▶ Brondocument
De nieuwsgierige.
Er zou een boek, een dik boek te maken zijn over onze tegenwoordige dienstboden, ofschoon deze in vroeger dagen, zonder twijfel, even als nu slechte hoedanigheden zullen gehad hebben. Wat men echter nu maar zeer zelden meer vindt - tenzij in de romans en op het tooneel - is de dienstbode, die zooveel jaren in onze familiën vertoefde, dat zij er als het ware een lid van geworden was en ook met alle mogelijke onderscheiding behandeld werd.
Vandaag zijn de meeste dienstboden niet zelden de vijanden der meesters; zij zijn eischend, werken niet meer dan zij hoogst noodzakelijk moeten, maken groot toilette, gaan zooveel mogelijk uit, leggen als het ware de meesters de wet op, veranderen om de drie of vier maanden en nemen niet zelden dit of dat geheim uit het huis meê, dat ge lang nadien - natuurlijk vergroot of gansch verwrongen - als een onwelkome gast op uwen weg ontmoet.
Hoe is dat gebeurde, hetwelk gij het liefst zaagt vergeten worden - hoe nietig dan ook in zijne werkelijkheid - hoe is dit op straat gekomen? Uwe vrouw heeft het niet gezegd; uwe kinderen wisten het niet. 't Is waar, doch gij vergeet die logé van drie of vier maanden, die door uwe kamers gewandeld, door het sleutelgat geloerd, die hier en daar een woord opgevangen en deze, nooit met welwillendheid, met andere woorden en daden saam geknoopt heeft.
Zeker, daar zijn nog eerlijke dienstboden, ja; maar dan vindt men ze gewis het talrijkste bij diegenen, welke nog niet lang het dorp en het vaderlijk huis verlaten hebben. Zoodra zij eenigen tijd in de stad hebben rondgezwalkt, hebben zij niet zelden eigenschappen verkregen, die hun, waren zij gekend, juist niet tot aanbeveling zouden dienen.
Jean Lulves heeft een dier luistervinken, waarvan wij hooger spraken, op het doek willen brengen. Deze heeft juist de tafel na het ontbijt afgenomen, en hij weet dat de nu volgende oogenblikken de meest vertrouwelijke in het huisgezin zijn. Hij heeft door de andere deur iemand hooren binnen komen en nu moet hij seffens eens zien wat en wie het is. De nieuwsgierigheid wordt erg gestraft.
De straf valt echter niet op den nieuwsgierige, maar wel op de meesters.
Nu, dat de voorwerpen gebroken zijn - bij ongeluk, natuurlijk! - zouden Mijnheer en Mevrouw nog al lichtelijk door de vingers zien; maar als de nieuwsgierige nu nog deze of gene bijzonderheid heeft weten te betrappen, die men het liefst zou verborgen houden, dan breekt hij misschien later nog naam en faam.
Melkkan en suikerpot kunnen vervangen worden; maar naam en faam, indien zij gescheurd zijn, kunnen enkel worden geplakt en de scheur in de faam, gelijk in het porcelein, blijft altijd min of meer door eene zwarte streep afgeteekend.

[Gegevens voor objectlokalisatie in natuurlijke taal]
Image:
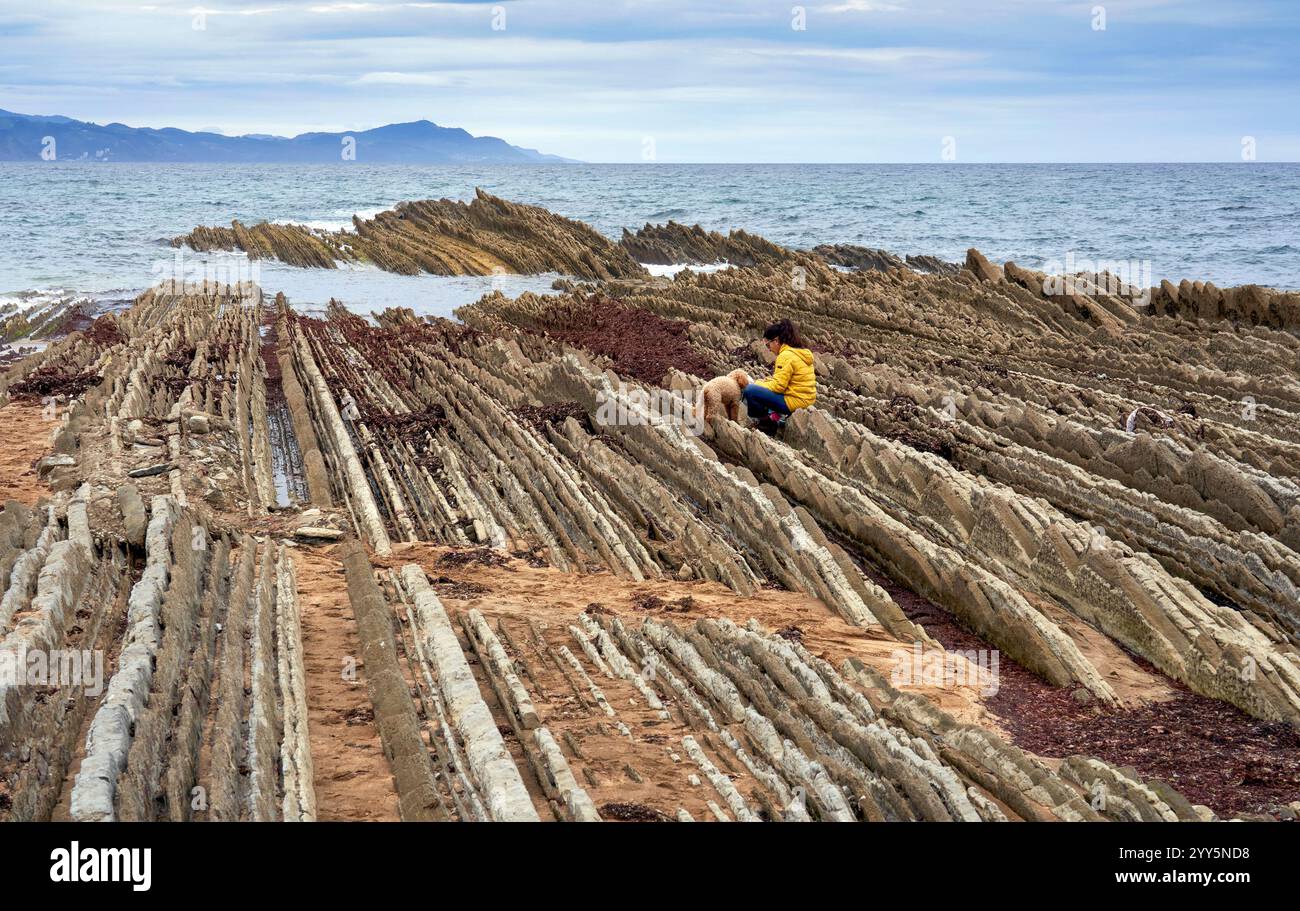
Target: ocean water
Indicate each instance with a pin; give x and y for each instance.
(100, 230)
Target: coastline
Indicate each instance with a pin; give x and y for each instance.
(1061, 478)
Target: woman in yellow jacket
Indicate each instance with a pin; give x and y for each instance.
(793, 381)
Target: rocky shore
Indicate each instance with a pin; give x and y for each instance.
(554, 597)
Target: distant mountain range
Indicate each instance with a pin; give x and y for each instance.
(27, 138)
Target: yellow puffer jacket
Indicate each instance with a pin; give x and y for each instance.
(793, 376)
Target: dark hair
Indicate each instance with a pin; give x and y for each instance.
(787, 332)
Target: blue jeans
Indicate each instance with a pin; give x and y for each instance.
(759, 400)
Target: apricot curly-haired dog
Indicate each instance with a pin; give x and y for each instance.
(722, 394)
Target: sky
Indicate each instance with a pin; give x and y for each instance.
(675, 81)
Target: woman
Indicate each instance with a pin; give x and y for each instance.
(793, 381)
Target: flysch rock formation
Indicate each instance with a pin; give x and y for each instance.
(680, 244)
(554, 595)
(488, 235)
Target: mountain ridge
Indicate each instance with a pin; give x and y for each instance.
(27, 138)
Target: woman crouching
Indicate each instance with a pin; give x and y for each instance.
(793, 381)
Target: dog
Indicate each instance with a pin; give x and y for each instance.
(722, 395)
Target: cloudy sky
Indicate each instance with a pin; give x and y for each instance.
(703, 79)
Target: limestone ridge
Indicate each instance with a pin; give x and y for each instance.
(484, 237)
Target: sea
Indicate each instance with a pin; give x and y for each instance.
(100, 230)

▶ Jouw opdracht
Bij wie vindt men volgens de tekst over dienstboden de eerlijke dienstboden het talrijkst? De regels hebben niets met de tekst te maken.

▶ Uitkomst oefening
Bij diegenen die nog niet lang het dorp en het vaderlijk huis verlaten hebben.